• TASK DIRECTIONS: Please return each line of the listing below that contains the word "green".

[Rows taken from a dataset]
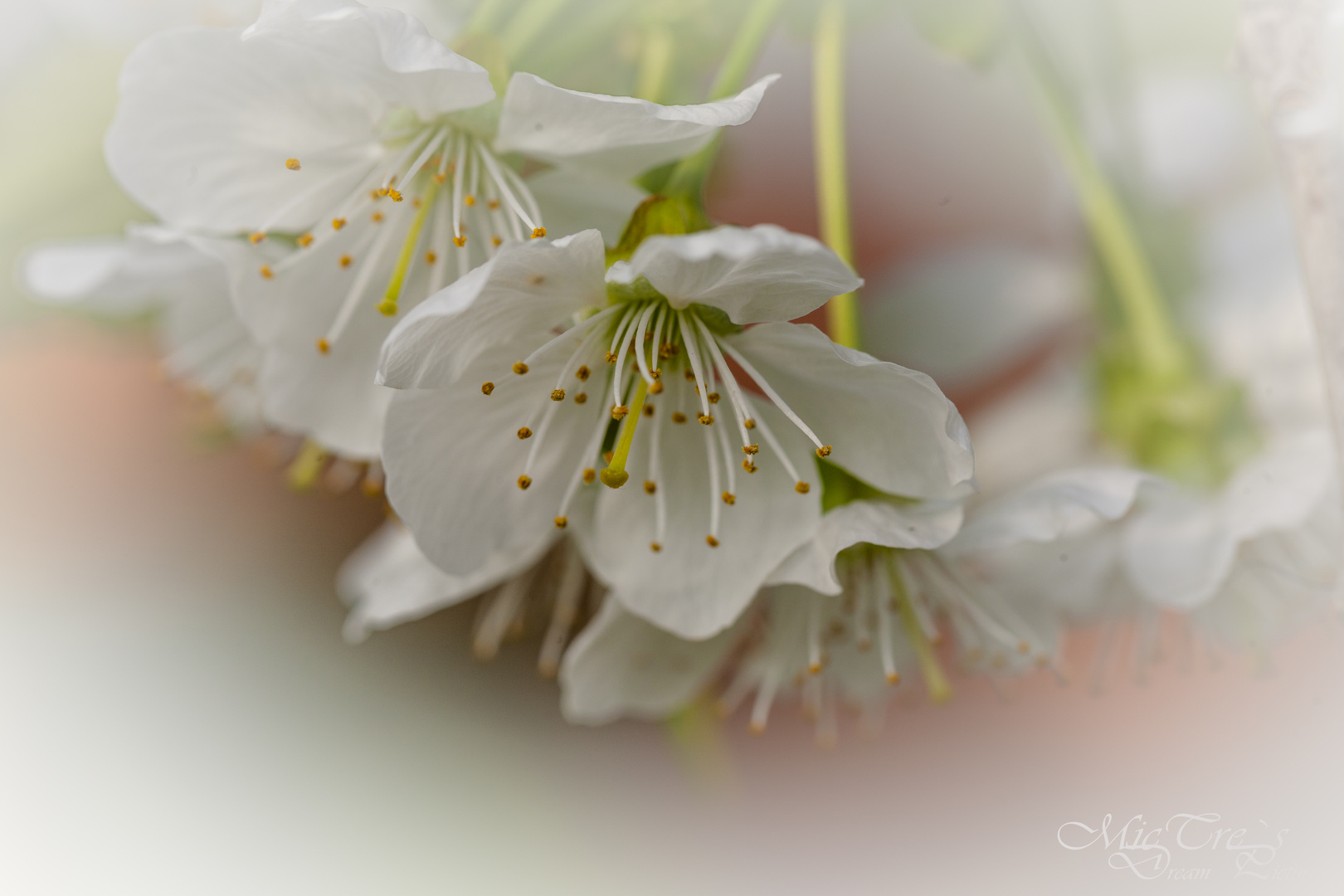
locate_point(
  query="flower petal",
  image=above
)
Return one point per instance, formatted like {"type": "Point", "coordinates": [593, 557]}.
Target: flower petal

==

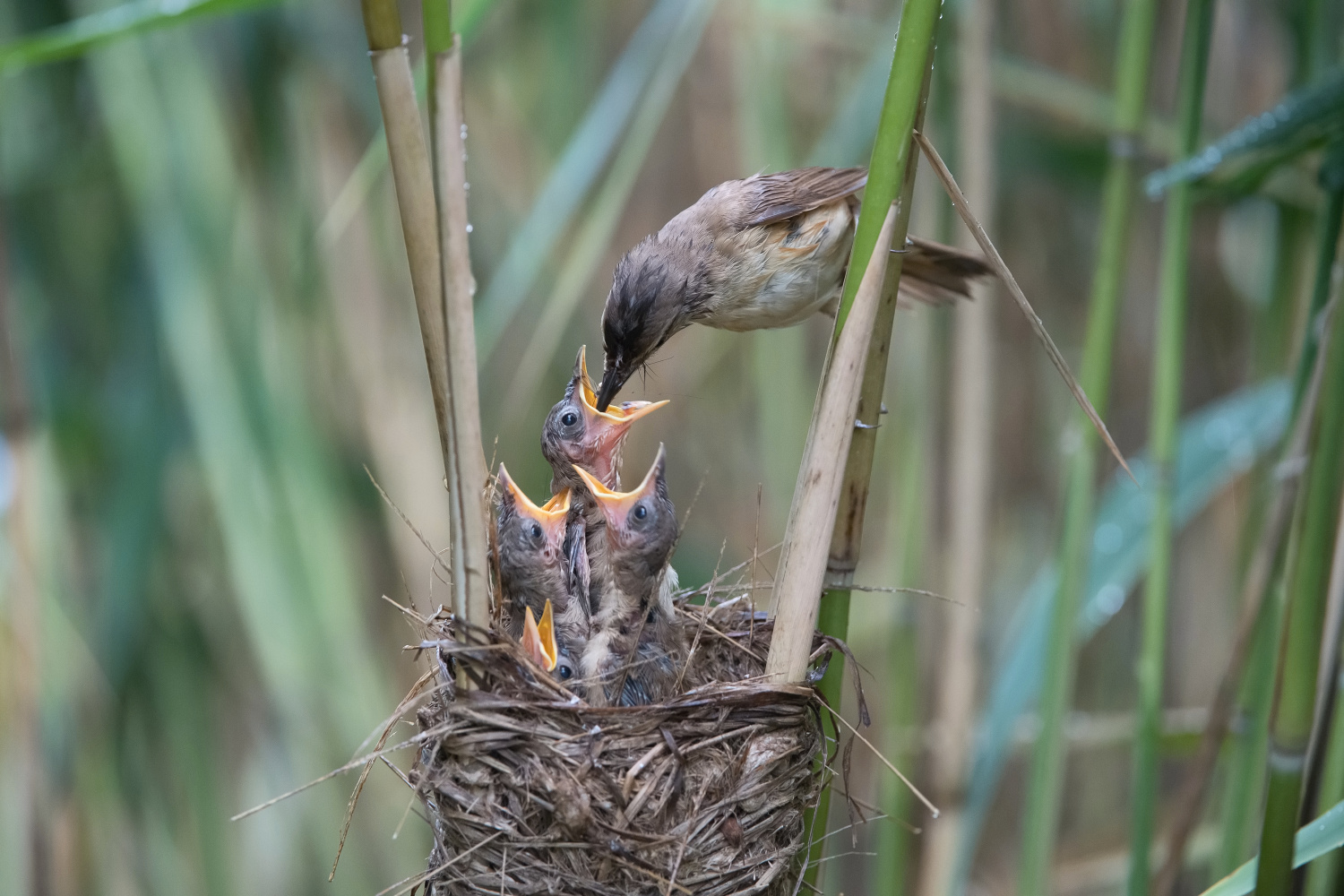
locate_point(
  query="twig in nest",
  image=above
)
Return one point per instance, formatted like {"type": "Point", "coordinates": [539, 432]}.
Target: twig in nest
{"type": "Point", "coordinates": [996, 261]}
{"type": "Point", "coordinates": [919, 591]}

==

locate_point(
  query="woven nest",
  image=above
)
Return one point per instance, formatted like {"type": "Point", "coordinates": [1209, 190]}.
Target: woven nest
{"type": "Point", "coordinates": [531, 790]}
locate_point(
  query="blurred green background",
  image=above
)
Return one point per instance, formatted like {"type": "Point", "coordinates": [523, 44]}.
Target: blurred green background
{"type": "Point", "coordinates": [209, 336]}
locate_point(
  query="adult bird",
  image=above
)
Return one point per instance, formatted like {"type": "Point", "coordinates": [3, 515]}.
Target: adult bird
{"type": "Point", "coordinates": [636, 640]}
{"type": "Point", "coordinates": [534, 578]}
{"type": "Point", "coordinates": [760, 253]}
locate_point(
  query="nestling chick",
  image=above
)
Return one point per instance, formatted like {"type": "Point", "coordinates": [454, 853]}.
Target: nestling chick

• THE ANSWER:
  query="blurred green background",
Target: blurred green background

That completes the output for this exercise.